# Instructions for the task
Give again, word for word, only the lines from the one containing "[tag] one dot per instance, sample [662,45]." through the final line.

— Start of Data records —

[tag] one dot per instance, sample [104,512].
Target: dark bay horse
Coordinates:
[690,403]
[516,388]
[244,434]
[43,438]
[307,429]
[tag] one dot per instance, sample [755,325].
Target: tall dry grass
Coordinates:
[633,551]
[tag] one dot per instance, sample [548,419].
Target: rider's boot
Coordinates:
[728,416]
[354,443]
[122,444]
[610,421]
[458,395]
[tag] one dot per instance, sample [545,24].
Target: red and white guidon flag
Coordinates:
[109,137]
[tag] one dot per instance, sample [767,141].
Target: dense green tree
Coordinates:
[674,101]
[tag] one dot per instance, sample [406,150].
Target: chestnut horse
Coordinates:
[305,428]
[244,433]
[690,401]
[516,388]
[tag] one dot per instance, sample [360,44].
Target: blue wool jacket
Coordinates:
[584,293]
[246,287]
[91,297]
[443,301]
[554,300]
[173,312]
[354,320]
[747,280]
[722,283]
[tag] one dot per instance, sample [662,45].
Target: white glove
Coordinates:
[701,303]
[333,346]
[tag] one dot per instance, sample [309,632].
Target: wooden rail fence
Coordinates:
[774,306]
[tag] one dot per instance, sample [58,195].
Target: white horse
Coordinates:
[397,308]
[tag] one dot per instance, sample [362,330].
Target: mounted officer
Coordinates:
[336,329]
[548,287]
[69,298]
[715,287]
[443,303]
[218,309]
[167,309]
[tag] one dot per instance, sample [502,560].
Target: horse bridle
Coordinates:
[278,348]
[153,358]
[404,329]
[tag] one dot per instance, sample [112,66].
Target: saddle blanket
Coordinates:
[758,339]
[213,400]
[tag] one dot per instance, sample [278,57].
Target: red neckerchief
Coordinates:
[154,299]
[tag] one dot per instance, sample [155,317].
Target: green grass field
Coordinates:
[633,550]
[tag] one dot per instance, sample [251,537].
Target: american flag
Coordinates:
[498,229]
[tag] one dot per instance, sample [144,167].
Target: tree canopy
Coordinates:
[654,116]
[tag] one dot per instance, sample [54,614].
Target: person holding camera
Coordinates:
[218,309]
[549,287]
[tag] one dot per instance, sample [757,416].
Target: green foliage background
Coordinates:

— End of Data records —

# Expected answer
[tag] one dot per instance, sample [662,45].
Target: white glove
Coordinates:
[701,303]
[333,346]
[tag] one dot per instance, sample [309,632].
Target: wooden rail fence
Coordinates:
[774,306]
[tag] one dot per instance, sample [58,195].
Target: white horse
Coordinates:
[397,308]
[tag] one dot per instance, sample [362,330].
Target: mounted officer
Coordinates:
[336,329]
[548,287]
[69,298]
[715,287]
[443,303]
[218,309]
[167,309]
[tag] one dot per instance, sample [502,560].
Target: horse bridle
Coordinates:
[278,348]
[153,358]
[404,329]
[tag] one dot per instance, sample [112,66].
Target: saddle blanket
Coordinates:
[758,339]
[213,400]
[tag] one dot per instance, sample [278,57].
Target: red neckerchief
Coordinates:
[154,299]
[tag] one dot per instance, sample [155,317].
Target: green grass field
Coordinates:
[633,550]
[tag] one dot per instance, sample [251,537].
Target: american flag
Coordinates:
[498,229]
[tag] one dot per instance, sample [144,167].
Target: tree canopy
Coordinates:
[654,116]
[tag] one dot per instance, sample [54,614].
Target: person holding camera
Coordinates:
[218,309]
[549,287]
[tag] one dot per instance, sample [757,416].
Target: green foliage background
Coordinates:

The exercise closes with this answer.